GOAL –
Extract every item below and reproduce each of its lines verbatim, keeping the original order.

─── MATERIAL TO PROCESS

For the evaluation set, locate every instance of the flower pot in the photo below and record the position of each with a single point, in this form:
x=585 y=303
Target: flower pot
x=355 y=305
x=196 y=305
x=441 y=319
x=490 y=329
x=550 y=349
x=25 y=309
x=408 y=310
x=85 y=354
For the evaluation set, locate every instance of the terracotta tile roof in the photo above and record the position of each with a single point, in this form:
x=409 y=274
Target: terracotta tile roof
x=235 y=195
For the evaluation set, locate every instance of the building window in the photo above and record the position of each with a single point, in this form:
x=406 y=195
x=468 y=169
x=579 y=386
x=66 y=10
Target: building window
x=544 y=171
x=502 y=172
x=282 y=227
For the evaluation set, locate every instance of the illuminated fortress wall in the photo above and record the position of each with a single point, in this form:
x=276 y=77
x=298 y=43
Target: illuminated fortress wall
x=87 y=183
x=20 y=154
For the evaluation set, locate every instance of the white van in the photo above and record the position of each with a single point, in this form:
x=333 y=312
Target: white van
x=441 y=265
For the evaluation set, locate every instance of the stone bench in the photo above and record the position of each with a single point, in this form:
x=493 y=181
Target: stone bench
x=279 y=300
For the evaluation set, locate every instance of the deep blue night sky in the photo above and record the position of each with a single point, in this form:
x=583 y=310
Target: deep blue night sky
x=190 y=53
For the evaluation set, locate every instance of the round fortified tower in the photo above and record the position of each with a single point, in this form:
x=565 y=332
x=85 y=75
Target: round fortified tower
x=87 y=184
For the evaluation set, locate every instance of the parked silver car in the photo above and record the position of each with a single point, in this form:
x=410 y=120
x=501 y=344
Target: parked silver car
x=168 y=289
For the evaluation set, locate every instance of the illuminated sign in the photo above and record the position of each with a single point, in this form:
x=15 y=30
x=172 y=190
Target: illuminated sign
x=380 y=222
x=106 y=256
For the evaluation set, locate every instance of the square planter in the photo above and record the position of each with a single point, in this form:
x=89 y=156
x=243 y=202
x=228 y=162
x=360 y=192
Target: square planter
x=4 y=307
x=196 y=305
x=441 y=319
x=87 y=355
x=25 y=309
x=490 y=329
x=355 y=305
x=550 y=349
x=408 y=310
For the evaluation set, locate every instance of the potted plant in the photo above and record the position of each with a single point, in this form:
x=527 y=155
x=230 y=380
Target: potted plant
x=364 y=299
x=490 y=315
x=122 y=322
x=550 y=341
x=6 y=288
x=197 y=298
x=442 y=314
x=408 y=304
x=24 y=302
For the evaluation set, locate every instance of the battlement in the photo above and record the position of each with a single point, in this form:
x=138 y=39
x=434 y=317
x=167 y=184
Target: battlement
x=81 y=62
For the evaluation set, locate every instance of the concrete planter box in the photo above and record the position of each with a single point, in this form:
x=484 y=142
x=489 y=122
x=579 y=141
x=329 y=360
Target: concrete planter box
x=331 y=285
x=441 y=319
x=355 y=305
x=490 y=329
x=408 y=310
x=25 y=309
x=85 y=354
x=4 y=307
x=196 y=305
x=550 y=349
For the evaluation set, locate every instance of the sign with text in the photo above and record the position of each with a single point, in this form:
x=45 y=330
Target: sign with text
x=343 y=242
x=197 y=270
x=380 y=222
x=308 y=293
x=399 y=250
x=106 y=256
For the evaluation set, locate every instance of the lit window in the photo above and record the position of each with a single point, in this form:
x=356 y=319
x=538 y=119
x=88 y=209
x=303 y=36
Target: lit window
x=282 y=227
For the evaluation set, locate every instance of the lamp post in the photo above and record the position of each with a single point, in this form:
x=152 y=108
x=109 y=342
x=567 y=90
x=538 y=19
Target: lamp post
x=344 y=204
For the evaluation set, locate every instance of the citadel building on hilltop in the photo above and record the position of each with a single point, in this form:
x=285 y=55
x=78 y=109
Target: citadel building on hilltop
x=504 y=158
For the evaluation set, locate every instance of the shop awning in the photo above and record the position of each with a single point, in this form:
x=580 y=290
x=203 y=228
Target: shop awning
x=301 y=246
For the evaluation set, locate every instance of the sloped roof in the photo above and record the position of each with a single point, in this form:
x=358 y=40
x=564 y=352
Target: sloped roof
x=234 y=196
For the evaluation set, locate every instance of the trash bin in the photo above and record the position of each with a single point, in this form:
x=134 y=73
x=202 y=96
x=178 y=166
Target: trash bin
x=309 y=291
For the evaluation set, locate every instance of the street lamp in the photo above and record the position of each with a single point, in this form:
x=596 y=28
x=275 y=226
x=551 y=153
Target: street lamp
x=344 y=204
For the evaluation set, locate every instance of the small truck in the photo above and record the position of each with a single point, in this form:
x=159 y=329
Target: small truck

──────

TASK ANSWER –
For the evaluation set, locate every instance of the flower pot in the photo below and record the position of each with a single point, in this form:
x=585 y=303
Target: flower pot
x=355 y=305
x=196 y=305
x=441 y=319
x=490 y=329
x=550 y=349
x=25 y=309
x=408 y=310
x=85 y=354
For the evaluation set, locate every instance of the terracotta tile roof in the photo above and record the position of each with a single point, in this form:
x=409 y=274
Target: terracotta tile roof
x=235 y=195
For the evaluation set, locate every instance of the building window in the photo above and record the position of each with a single point, in this form:
x=406 y=195
x=468 y=169
x=579 y=386
x=66 y=10
Target: building window
x=544 y=171
x=502 y=172
x=282 y=227
For the evaluation set, locate every instance of the illuminated fortress wall in the photo above and record the position of each with a single point, in this form:
x=276 y=77
x=298 y=43
Target: illuminated fortress wall
x=87 y=183
x=20 y=154
For the evaluation set, locate every instance of the white van in the photo above and record the position of each with a single point, in this form:
x=333 y=312
Target: white van
x=441 y=265
For the evaluation set, locate every instance of the stone bench in the photo above and record the position of each with a single point, in this form:
x=493 y=181
Target: stone bench
x=279 y=300
For the evaluation set, locate every instance of the deep blue night sky in the photo above and record the position of each with a single point, in this form:
x=583 y=310
Target: deep blue night sky
x=190 y=53
For the evaluation set, locate every instance of the round fortified tower in the photo above and record the position of each with a single point, in this form:
x=565 y=332
x=85 y=75
Target: round fortified tower
x=87 y=184
For the evaluation set, locate every instance of the parked silver car in the photo above and record the position of each with a single point, in this form:
x=410 y=120
x=501 y=344
Target: parked silver car
x=168 y=289
For the evaluation set, locate every instance of the illuminated sign in the photo above and record the position of each with a single point, in this form:
x=15 y=30
x=172 y=190
Target: illuminated sign
x=380 y=222
x=106 y=256
For the evaluation set, locate every instance of the square planter in the photo above and record the position of each with a single point, in this form:
x=89 y=156
x=243 y=202
x=228 y=162
x=360 y=192
Target: square planter
x=4 y=307
x=196 y=305
x=441 y=319
x=87 y=355
x=25 y=309
x=490 y=329
x=355 y=305
x=550 y=349
x=408 y=310
For the evaluation set, locate every instance of the potted plant in the photo above and record the position of each with a single point, in this form:
x=527 y=155
x=230 y=380
Target: potted plant
x=364 y=299
x=490 y=315
x=122 y=322
x=550 y=341
x=6 y=288
x=197 y=298
x=442 y=314
x=408 y=304
x=24 y=302
For the evaluation set, locate every instance of the battlement in the photo above and record the position of each with a single point, in this form:
x=138 y=39
x=434 y=317
x=167 y=184
Target: battlement
x=81 y=62
For the evaluation set, locate every instance of the concrete planter box in the photo above and record the position of each with a single point, in this form:
x=484 y=142
x=489 y=122
x=579 y=141
x=329 y=360
Target: concrete planter box
x=331 y=285
x=441 y=319
x=355 y=305
x=490 y=329
x=408 y=310
x=25 y=309
x=85 y=354
x=4 y=307
x=196 y=305
x=550 y=349
For the evaluation set, locate every instance of the sign with text in the photo above and record the position of each with a single point, in this form:
x=45 y=330
Target: sign with text
x=343 y=242
x=197 y=270
x=380 y=222
x=308 y=293
x=399 y=250
x=106 y=256
For the evaluation set, locate every instance of the lit window in the photo above and record the position of each with a single point, in this form:
x=356 y=319
x=538 y=119
x=88 y=209
x=303 y=36
Target: lit window
x=282 y=227
For the evaluation set, locate every instance of the lamp post in the photo above and record the position of each with a single point, in this form:
x=152 y=108
x=109 y=342
x=567 y=90
x=538 y=19
Target: lamp post
x=344 y=204
For the evaluation set, locate every instance of the citadel building on hilltop in the photo above and record the position of each with a single point, in this form:
x=285 y=55
x=78 y=109
Target: citadel building on hilltop
x=504 y=158
For the evaluation set, locate every instance of the shop awning in the photo above and record the position of each with a single point, in this form:
x=580 y=290
x=203 y=228
Target: shop awning
x=301 y=246
For the evaluation set, locate every instance of the sloped roof in the photo above and record the position of each with a single point, in this form:
x=358 y=40
x=564 y=352
Target: sloped roof
x=234 y=196
For the evaluation set, locate every instance of the trash bin in the photo above and record the position of each with a single point, in this form:
x=134 y=73
x=202 y=96
x=178 y=166
Target: trash bin
x=309 y=291
For the evaluation set, locate every instance of the street lamp in the photo above and record the position of each with a single point, in this form:
x=596 y=28
x=275 y=226
x=551 y=153
Target: street lamp
x=344 y=204
For the evaluation set, locate every instance of the small truck in the photo above and record the position of each with a single point, in this form:
x=159 y=329
Target: small truck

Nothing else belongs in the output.